● **What is asked**: Quote each line of the material verbatim, without the pictures.
>> BEGIN Material for this exercise
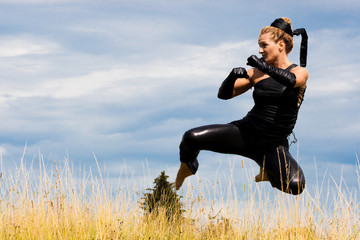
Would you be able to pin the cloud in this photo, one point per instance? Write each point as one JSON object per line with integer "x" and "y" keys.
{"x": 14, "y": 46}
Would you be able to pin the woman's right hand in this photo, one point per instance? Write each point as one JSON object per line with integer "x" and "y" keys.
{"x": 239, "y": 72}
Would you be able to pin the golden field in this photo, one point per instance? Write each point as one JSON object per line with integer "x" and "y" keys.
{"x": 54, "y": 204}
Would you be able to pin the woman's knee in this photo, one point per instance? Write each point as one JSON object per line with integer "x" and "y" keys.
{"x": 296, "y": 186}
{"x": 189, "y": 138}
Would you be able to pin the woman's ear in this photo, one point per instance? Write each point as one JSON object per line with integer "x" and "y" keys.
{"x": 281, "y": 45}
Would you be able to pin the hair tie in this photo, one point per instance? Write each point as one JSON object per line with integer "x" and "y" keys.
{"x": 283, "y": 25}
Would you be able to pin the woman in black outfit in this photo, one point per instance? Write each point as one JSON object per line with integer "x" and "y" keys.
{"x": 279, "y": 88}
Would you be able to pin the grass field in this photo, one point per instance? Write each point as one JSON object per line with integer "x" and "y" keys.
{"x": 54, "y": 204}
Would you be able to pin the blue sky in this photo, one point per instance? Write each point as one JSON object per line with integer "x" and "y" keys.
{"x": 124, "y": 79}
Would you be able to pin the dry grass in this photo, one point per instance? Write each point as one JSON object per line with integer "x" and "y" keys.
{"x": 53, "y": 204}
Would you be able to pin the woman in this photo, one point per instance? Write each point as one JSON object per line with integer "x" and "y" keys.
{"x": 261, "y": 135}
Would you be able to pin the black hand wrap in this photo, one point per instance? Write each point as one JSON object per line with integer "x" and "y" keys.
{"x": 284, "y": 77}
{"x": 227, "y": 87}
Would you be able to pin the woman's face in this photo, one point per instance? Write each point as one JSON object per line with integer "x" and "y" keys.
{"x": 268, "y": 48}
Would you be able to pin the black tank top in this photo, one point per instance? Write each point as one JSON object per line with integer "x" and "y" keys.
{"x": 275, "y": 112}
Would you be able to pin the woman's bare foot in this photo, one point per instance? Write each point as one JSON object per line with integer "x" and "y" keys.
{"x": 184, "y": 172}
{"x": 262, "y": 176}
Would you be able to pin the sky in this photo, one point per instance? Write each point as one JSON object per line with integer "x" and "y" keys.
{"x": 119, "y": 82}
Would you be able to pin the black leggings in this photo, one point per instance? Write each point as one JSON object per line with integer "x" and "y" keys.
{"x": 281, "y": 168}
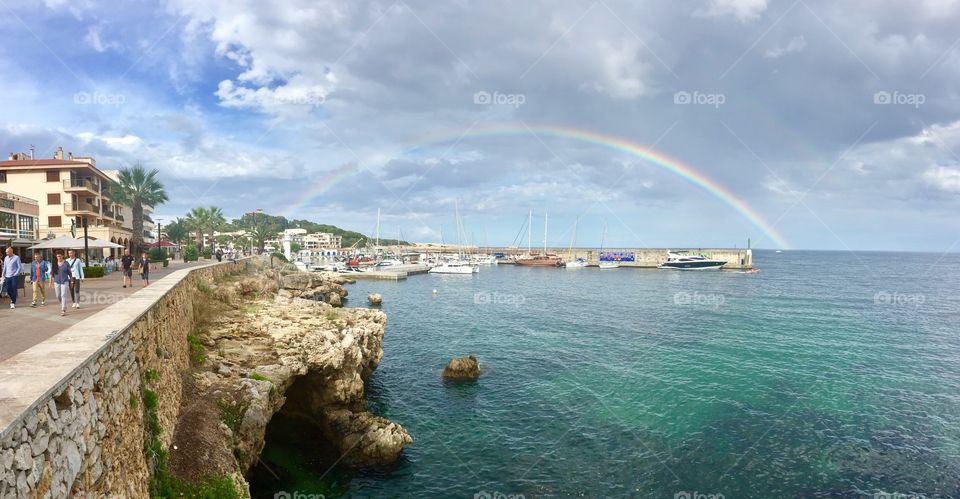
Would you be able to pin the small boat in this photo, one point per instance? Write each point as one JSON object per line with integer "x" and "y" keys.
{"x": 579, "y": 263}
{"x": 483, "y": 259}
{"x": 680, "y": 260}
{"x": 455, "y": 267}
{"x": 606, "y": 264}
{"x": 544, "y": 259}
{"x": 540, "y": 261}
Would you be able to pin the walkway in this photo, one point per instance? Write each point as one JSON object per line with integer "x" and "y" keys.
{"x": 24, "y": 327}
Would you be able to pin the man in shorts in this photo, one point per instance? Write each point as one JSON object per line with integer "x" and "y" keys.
>> END Material for this exercise
● **Exercise solution**:
Would you be able to pin the cloud in this photo, one point per instance? Write each point as one JSON object per line with integer "x" and "y" keys.
{"x": 14, "y": 46}
Would you be able to pin the woman's right hand in this photo, one point per instance? Write each point as one JSON object per line with integer "x" and "y" keys.
{"x": 239, "y": 72}
Would you be able to pin the golden field in this photo, one point per instance? Write each point as one JSON object per line with integer "x" and "y" keys.
{"x": 54, "y": 204}
Would you be able to pin the woman's knee in this photo, one point per instance? Write each point as one JSON object per line with integer "x" and "y" keys.
{"x": 296, "y": 186}
{"x": 189, "y": 138}
Would you be able to pin the woman's ear in this photo, one point per instance? Write each point as one JSON object per line with integer "x" and "y" keys.
{"x": 281, "y": 45}
Would you be able to pin the hair tie in this photo, one point per instance? Write each point as one JSON object per line with integer "x" and "y" keys.
{"x": 283, "y": 25}
Would you be able to pin the woman in black outfit in this photo, one point per instance? Write each point as one JSON object per line with integer "x" and "y" keys.
{"x": 279, "y": 88}
Would you be able to pin the grass field in this photo, one point per instance? Write each point as one JSON object per line with integer "x" and "y" keys.
{"x": 54, "y": 204}
Would you be able to pin the blue sky in this photo, one point per instance? Write each point as one JSON object per line with integer "x" and "y" keys.
{"x": 124, "y": 79}
Would you be able to pin the dry grass in this photo, one point per instance? Write each point as one JSON object per line with integer "x" and "y" keys.
{"x": 53, "y": 204}
Would you be able to pin the woman in this photo, one point per instance? Write each point as one JSON object per line with integer "x" and "y" keys.
{"x": 261, "y": 135}
Would you be able to pin the black hand wrap in this photo, one point per instance? Write each point as one JSON object per line with integer "x" and "y" keys.
{"x": 284, "y": 77}
{"x": 227, "y": 87}
Would you be able to pin the woman's face in this photo, one point per instance? Write each point as one JSON object per line with integer "x" and "y" keys.
{"x": 268, "y": 48}
Would you be able to pin the black tank top in this photo, one point per instance? Write each point as one JSON object per line with integer "x" and "y" keys.
{"x": 275, "y": 112}
Would you be able to pin the woman's bare foot in this photo, one point per instance? Write each point as one JSON object per line with integer "x" and "y" keys.
{"x": 184, "y": 172}
{"x": 262, "y": 176}
Would you be able to pin the sky in this photo, one point per instance? Write each point as one JSON object per line with integer "x" and "y" keys.
{"x": 119, "y": 82}
Would you be able to pin the black leggings in this photo, one point per instance? Write each point as one JSON object per line with integer "x" and "y" keys.
{"x": 281, "y": 168}
Would you be able to pin the small boat in this photo, one point per instance? Write each point as one JSON object per line with integer "x" and "y" keys.
{"x": 579, "y": 263}
{"x": 483, "y": 259}
{"x": 680, "y": 260}
{"x": 455, "y": 267}
{"x": 606, "y": 264}
{"x": 544, "y": 259}
{"x": 540, "y": 261}
Would you be able to pin the walkway in this photo, one point per instance? Write each point as one JSON object per line with integer "x" and "y" keys.
{"x": 24, "y": 327}
Would you be able to pin the man in shorts in this photo, one point per instance? Write each point as one JSON object per line with integer "x" and "y" keys.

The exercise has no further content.